Source document Block Start

Monday, July 24, 2023
As soon as the nurse told me I wasn’t leaving until I was delivering my son, I texted my husband to tell him and he replied back if he could be with me as at this point, he was still in the waiting room. I then asked the nurse and she said they were going to be admitting me and he could meet us in the hallway.
I wanted so badly to let my parents know but they had just left for Mexico a few days before and I didn’t want to worry them so I decided to not say anything for now.
I then had to text my friend to let her know I wasn’t going to be there for my goddaughter’s baptism and explained why. She was the sweetest and understood and sent me pictures afterward.
We got situated in the hospital room and I remember feeling sad, confused, worried, anxious and upset.
- Sad – I felt sad that I wasn’t going to be there for my goddaughter’s baptism. I felt sad that I needed to cancel the maternity photo shoot that was scheduled to take place in less than two weeks. I was sad that I wouldn’t be home to decorate the nursery and go through all the baby clothes, toys, towels, etc.
- Confused – How was I going to stay in the hospital for 6.5 weeks? How/why did my water break? What does that mean for me? What does that mean for my son?

Source document Block End
Information supplied Block Start

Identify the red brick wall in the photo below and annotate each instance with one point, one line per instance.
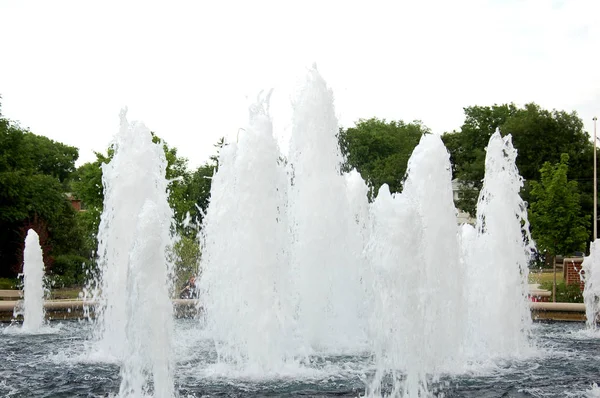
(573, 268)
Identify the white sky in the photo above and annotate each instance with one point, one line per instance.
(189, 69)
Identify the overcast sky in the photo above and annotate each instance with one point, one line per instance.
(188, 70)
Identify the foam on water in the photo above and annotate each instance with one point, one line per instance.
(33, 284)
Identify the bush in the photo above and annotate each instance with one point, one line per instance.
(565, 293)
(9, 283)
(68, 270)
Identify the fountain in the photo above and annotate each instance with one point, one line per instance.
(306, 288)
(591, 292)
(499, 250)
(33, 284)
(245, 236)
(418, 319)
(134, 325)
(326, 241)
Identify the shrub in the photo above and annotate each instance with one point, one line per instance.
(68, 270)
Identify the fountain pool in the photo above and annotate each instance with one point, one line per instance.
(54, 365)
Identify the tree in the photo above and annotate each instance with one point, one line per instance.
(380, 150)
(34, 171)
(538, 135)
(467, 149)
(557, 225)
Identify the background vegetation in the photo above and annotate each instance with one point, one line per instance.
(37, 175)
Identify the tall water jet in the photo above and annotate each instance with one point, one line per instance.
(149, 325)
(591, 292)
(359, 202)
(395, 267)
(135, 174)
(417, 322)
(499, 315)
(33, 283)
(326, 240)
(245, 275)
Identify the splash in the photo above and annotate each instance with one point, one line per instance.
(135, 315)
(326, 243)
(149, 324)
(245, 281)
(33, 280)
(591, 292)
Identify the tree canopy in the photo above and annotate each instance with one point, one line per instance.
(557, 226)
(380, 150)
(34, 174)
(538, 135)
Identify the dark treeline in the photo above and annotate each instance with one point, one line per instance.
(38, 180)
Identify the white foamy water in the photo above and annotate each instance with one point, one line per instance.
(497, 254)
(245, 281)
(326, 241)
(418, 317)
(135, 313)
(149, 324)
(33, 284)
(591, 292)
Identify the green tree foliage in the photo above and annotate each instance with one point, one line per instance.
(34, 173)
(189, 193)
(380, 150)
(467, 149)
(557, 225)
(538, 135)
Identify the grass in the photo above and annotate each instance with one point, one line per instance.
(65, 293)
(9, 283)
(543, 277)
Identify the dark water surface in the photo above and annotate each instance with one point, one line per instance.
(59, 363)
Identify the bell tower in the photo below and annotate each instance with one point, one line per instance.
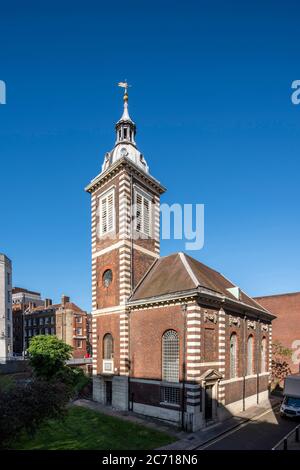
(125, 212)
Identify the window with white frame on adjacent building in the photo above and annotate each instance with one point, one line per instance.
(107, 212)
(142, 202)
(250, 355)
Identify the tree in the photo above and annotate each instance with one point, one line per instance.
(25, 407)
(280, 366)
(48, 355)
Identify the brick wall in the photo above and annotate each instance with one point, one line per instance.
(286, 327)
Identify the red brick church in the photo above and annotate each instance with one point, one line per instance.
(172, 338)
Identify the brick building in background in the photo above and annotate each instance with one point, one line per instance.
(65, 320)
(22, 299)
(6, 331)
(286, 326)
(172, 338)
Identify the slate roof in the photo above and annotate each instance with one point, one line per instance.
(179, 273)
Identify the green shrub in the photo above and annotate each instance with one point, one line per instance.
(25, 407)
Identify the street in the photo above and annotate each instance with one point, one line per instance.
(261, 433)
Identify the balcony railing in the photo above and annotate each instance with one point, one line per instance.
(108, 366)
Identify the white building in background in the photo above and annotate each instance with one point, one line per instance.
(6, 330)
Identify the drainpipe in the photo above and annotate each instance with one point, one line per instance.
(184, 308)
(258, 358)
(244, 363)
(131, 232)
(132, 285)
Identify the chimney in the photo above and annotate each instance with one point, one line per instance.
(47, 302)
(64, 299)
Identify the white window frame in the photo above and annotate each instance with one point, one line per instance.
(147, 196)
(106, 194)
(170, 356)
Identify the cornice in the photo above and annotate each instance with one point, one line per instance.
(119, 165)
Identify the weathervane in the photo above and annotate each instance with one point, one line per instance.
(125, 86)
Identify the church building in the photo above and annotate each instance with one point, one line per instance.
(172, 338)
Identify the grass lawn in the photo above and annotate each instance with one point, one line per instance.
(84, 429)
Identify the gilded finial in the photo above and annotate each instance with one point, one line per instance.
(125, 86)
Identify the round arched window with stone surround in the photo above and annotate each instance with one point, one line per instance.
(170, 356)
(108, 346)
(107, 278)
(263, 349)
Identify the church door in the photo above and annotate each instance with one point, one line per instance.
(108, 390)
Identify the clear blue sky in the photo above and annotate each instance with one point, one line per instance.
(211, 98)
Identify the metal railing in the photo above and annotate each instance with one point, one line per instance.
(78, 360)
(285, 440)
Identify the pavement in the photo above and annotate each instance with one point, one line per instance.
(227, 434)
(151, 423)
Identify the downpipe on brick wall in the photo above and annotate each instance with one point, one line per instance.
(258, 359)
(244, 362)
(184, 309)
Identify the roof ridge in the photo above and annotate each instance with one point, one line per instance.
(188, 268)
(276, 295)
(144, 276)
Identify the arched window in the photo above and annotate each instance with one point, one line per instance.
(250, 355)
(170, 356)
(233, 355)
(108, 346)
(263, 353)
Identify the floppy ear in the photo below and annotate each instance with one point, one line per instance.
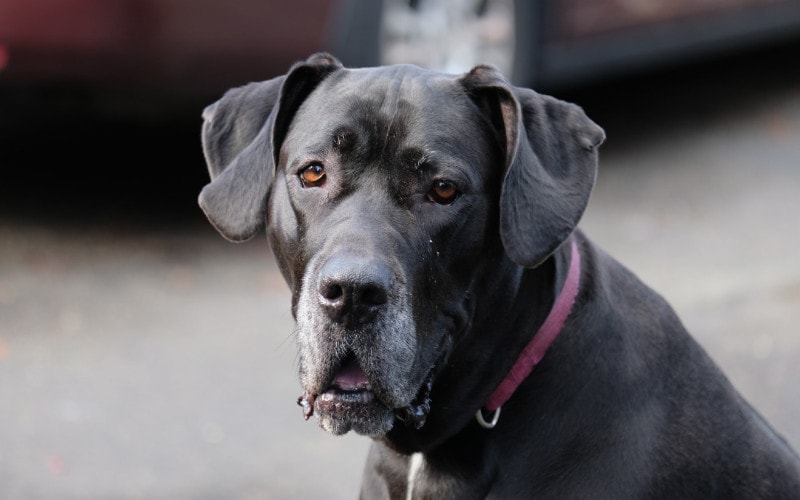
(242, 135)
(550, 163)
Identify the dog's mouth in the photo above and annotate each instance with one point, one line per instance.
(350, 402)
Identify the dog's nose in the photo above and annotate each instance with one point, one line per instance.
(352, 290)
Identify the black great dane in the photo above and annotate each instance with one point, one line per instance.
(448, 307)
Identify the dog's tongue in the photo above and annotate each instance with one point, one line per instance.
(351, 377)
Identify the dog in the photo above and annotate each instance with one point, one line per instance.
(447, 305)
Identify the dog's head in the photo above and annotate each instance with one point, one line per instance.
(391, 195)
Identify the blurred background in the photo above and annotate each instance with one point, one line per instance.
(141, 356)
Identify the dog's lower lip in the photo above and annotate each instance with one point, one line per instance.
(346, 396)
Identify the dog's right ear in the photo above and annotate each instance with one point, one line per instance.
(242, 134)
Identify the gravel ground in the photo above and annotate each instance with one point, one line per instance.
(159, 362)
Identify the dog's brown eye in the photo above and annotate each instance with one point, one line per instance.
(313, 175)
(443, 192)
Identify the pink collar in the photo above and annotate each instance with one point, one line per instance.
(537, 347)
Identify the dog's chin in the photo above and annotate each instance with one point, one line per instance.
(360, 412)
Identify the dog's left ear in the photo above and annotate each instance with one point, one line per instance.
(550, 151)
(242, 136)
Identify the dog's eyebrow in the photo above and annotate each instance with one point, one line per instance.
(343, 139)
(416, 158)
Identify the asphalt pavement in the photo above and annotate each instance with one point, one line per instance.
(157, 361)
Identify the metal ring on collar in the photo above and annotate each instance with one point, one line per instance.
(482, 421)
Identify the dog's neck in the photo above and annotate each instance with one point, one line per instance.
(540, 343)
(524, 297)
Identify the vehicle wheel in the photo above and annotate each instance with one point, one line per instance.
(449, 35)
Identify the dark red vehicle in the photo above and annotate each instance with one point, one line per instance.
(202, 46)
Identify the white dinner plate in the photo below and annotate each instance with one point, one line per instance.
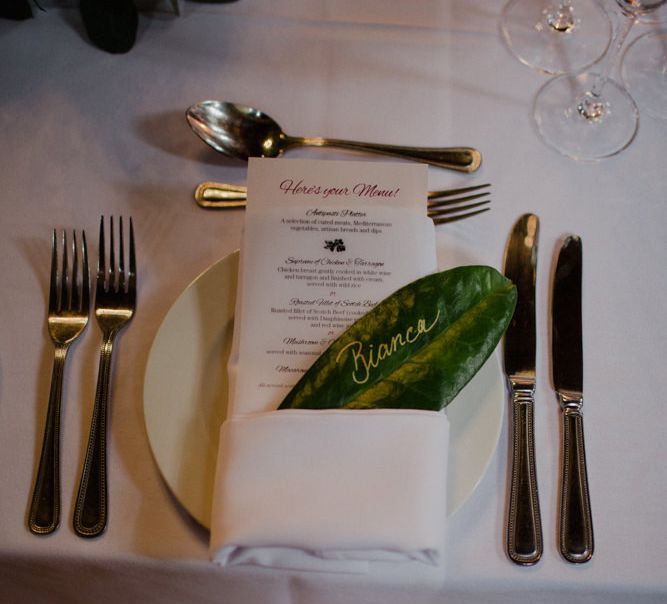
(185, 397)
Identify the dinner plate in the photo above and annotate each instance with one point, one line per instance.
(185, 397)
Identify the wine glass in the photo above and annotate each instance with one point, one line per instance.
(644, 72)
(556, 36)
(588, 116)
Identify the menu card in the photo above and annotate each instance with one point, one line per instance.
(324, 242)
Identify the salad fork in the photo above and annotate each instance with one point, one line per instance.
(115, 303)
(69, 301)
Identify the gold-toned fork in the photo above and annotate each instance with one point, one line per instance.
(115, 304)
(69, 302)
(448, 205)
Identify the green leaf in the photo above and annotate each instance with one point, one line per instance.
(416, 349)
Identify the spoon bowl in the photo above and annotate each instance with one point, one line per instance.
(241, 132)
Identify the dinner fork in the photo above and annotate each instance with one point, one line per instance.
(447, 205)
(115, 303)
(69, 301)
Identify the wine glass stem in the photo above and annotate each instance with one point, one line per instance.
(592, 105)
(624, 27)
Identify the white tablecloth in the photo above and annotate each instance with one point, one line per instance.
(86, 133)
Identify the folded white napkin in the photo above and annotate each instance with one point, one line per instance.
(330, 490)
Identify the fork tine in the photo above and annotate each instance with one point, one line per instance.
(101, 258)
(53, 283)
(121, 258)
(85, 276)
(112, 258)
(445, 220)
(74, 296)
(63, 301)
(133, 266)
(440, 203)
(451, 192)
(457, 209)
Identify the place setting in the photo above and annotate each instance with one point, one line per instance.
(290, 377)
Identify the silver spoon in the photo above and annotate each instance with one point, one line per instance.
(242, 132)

Information supplied Block End

▸ **Tasks to perform**
1. From the hospital stay post, copy the passage starting at "I wanted so" and ending at "me pictures afterward.".
2. In the hospital stay post, what had been scheduled to take place in less than two weeks?

▸ **Expected responses**
1.
I wanted so badly to let my parents know but they had just left for Mexico a few days before and I didn’t want to worry them so I decided to not say anything for now.
I then had to text my friend to let her know I wasn’t going to be there for my goddaughter’s baptism and explained why. She was the sweetest and understood and sent me pictures afterward.

2. A maternity photo shoot.